Rewrite every entry below with "sample response" replaced by "example output" wherever it occurs, and leave everything else unchanged.

Coordinate annotation entries
══════════

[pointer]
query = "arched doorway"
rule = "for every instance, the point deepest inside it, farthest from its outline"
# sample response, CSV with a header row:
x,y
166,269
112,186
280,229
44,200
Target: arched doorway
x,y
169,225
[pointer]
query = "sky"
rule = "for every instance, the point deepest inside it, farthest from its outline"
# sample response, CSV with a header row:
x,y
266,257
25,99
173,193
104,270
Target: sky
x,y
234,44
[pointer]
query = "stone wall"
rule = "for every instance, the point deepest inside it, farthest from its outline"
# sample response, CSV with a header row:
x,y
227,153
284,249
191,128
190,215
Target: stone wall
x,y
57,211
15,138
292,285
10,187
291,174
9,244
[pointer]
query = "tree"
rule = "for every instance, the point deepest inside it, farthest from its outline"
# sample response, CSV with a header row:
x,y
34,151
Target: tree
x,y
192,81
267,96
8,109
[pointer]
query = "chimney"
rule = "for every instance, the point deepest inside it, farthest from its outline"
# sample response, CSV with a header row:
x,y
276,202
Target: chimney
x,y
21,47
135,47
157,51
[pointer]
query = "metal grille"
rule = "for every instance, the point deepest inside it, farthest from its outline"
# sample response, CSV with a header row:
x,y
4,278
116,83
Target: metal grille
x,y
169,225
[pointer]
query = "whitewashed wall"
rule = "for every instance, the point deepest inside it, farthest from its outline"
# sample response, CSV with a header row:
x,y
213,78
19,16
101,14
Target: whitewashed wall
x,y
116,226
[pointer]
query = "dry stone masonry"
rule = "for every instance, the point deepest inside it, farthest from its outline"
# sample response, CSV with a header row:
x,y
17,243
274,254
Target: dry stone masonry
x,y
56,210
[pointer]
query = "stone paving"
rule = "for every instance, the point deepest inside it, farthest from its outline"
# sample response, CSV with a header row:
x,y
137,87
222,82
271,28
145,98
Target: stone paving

══════════

- _SOLVED EXERCISE_
[pointer]
query = "arched doorway"
rule = "for every instance, the point deepest inside it, farthest from its outline"
# example output, CSV with a header row:
x,y
166,269
112,186
280,229
44,200
Target: arched doorway
x,y
169,225
[pointer]
query = "sky"
rule = "for every instance, the point deepest inside it, farthest from its outline"
# example output, CSV with a header row:
x,y
266,257
25,99
173,193
104,270
Target: sky
x,y
234,44
[pointer]
query = "stone wall"
rule = "for every instance, the point deepest inside it, farthest from its outline"
# example output, CSV with a header row:
x,y
227,153
284,249
191,128
190,215
Target: stone wall
x,y
57,211
15,138
292,285
10,187
291,174
9,244
[pointer]
query = "tree"
rule = "for every instance, the point deepest inside it, farthest from its outline"
# example output, CSV with a header row:
x,y
34,151
Target: tree
x,y
192,81
267,96
8,109
[pointer]
query = "chimney"
rule = "for every instance, the point deepest inside it, farthest from its outline"
# example output, CSV with a header row:
x,y
276,202
Target: chimney
x,y
21,47
135,47
157,51
[pointer]
query = "metal grille"
rule = "for every instance, the point deepest inside it, farthest from its outline"
# example output, CSV with a header row:
x,y
4,278
116,83
Target: metal grille
x,y
169,225
[pointer]
query = "whitewashed wall"
rule = "for every instance, the point deepest inside it, farthest from its outline"
# example output, CSV with a header row:
x,y
213,78
19,16
101,14
Target: whitewashed wall
x,y
116,226
[pointer]
query = "dry stone masonry"
rule = "for every instance, the point deepest inside it, farthest from its outline"
# example output, CSV with a header row:
x,y
17,243
274,254
Target: dry stone masonry
x,y
56,210
[pointer]
query = "stone paving"
rule = "for every instance, the point deepest inside it, farthest from its outline"
# example output, CSV with a header row:
x,y
137,87
222,82
271,28
145,98
Target: stone paving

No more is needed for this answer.